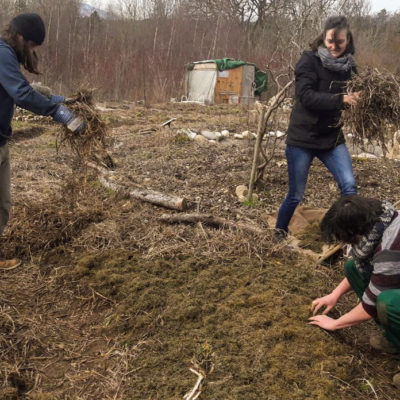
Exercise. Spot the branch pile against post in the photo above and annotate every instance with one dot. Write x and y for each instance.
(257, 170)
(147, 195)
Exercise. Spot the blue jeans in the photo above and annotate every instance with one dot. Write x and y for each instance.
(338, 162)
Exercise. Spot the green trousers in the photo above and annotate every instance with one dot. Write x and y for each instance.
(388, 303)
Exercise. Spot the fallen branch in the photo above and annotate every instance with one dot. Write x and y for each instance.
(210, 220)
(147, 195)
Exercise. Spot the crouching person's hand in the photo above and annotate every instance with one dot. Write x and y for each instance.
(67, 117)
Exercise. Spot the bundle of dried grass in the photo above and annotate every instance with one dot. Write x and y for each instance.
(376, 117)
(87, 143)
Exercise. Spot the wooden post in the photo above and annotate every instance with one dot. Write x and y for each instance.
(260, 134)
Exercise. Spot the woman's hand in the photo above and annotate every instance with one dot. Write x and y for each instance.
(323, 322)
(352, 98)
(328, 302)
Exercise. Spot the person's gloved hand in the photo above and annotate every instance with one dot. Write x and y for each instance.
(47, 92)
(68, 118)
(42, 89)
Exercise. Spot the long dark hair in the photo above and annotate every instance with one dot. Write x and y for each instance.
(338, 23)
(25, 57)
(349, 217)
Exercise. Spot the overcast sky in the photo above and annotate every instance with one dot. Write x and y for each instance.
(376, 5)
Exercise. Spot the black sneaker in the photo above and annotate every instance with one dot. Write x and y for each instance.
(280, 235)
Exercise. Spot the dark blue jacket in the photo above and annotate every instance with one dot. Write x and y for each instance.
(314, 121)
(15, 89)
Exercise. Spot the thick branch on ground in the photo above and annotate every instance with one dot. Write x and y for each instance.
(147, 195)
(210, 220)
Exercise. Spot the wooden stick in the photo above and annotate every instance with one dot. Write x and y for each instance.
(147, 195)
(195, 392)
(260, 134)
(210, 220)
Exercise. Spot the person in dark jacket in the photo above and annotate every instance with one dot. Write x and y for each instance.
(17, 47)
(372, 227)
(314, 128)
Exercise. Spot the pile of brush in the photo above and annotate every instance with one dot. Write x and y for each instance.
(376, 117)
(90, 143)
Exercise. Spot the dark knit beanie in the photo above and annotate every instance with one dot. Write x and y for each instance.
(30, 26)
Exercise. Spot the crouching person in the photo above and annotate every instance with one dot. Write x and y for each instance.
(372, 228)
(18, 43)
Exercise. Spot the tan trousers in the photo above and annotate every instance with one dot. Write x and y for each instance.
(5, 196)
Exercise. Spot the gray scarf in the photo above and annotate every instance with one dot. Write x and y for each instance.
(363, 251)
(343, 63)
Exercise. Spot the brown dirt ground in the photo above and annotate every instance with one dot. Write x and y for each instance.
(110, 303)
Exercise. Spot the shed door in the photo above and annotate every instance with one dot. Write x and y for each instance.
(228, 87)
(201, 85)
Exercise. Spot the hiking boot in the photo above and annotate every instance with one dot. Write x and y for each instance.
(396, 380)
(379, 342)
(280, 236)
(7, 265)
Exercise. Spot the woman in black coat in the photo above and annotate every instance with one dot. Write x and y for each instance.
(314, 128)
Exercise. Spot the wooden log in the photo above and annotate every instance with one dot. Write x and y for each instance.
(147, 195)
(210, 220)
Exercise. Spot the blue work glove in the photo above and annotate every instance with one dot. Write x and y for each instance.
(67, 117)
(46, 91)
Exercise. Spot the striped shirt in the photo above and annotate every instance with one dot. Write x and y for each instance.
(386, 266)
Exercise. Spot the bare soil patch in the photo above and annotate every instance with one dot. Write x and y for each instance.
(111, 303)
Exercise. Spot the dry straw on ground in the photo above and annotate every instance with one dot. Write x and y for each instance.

□ □ □ □

Reproduce all of the rows above, replacing "annotate" with "mark" and leaving everything else unchanged. Omit the pictures.

→ **EXPECTED ANSWER**
Exercise. Spot the branch pile against post in the photo above and mark every instance with one dot. Write x and y for each instance.
(257, 170)
(147, 195)
Exercise. Spot the blue jeans in the photo above and mark every instance with one dot. Write x and y for each instance.
(338, 162)
Exercise. Spot the green trousers in the photo above and mark every instance with one dot. Write x and y for each instance.
(388, 303)
Exercise. Spot the fallen branch in the photo above and mark every instance with one dot. Write x and y for each instance.
(210, 220)
(147, 195)
Exercise. Spot the crouching person's hand in the photo above and mark every instance with one dot. Write x and y for each instance.
(67, 117)
Exercise. Spot the bundle of dried grass in the photo above and mark every instance with one dot. Write x and y for each instance.
(376, 117)
(87, 143)
Exercise. Spot the wooden post in the photo above and mark every instance with one dot. Write x and y for each instance.
(260, 134)
Exercise. Spot the woman's hand in the photo above and mark every instance with one dot. Write x and y for each instance.
(323, 322)
(352, 98)
(328, 302)
Exercise. Spot the person's gloved hand in the photo above and mark every instance with one dot. Write x and y for each instance.
(47, 92)
(68, 118)
(42, 89)
Exercise. Spot the long dark hair in the photo above and mark every instance with one dot. Write x and y for each instance.
(338, 23)
(25, 57)
(349, 217)
Exercise. Spot the overcast sky in the photo above and mark every instance with one dot. Write x and y for each instance.
(376, 5)
Exercise. Spot the black sneaker in the photo above and mark every instance with one dot. Write x and y for each instance.
(280, 235)
Exercise. Spot the dark blue jacket in the photo above and mark every instance with one dot. Write x and y for each instance.
(314, 121)
(15, 89)
Exercise. Spot the thick branch on ground in the photo above and mark every instance with one dot. Write x and y for each instance.
(147, 195)
(210, 220)
Exercise. Spot the wooden stick in the photo above and mark every instance with one dot. Write x and y for each instance.
(147, 195)
(195, 392)
(260, 134)
(210, 220)
Exercise. Spot the person in dark jacket in the photo above and mark every instance with one dot. Write x and y for each instance.
(17, 47)
(372, 227)
(314, 128)
Exercise. Spot the pile of brush in the photo above and mark every instance with one dot. Write x and y for each instance.
(376, 117)
(90, 143)
Exercise. Spot the dark knit beanie in the photo above and mark every instance with one dot. Write x and y for each instance.
(30, 26)
Exercise. Spot the crouching person in the photo above and mark every instance with one dot. Write x and y for each instance.
(372, 228)
(18, 43)
Exercise. Spot the tan trousers in the photo above and mark every instance with one dot. Write x and y for each instance.
(5, 196)
Exercise. Spot the gray scarf in the photo above and mark every instance with one dot. Write x and y for each instance.
(363, 251)
(343, 63)
Exercise. Spot the brown dirt ground in the photo above and mark every instance with one dot. Write x and y for each instance.
(110, 303)
Exercise. Spot the shed door in the photo above and mark every instance with one dot. Write x and y for each instance.
(228, 87)
(201, 85)
Exercise. Spot the hiking boot in the photo above and mark every instance with one dot. Write x and y for each instance.
(396, 380)
(379, 342)
(280, 236)
(7, 265)
Exercise. Spot the woman in black coat in the photo above and mark every instance with one dot. Write x and y for each instance.
(314, 128)
Exercise. Spot the wooden log in the photo above and mark every instance with one dot. Write x and y for each instance.
(147, 195)
(210, 220)
Exercise. Spot the blue work glove in the photo above and mark every instance with one dot. Write x and y for each instance.
(67, 117)
(46, 91)
Exercise. Spot the striped shirt in the photo above and mark every instance with one dot. Write x and y for each instance.
(386, 266)
Exercise. Spot the bare soil patch in the photo above and mark every instance with one dot. Write x and y for each instance.
(111, 303)
Exercise. Spot the dry straw on ground in the photo above and mark every instance with one dot. Write x and y for each instance.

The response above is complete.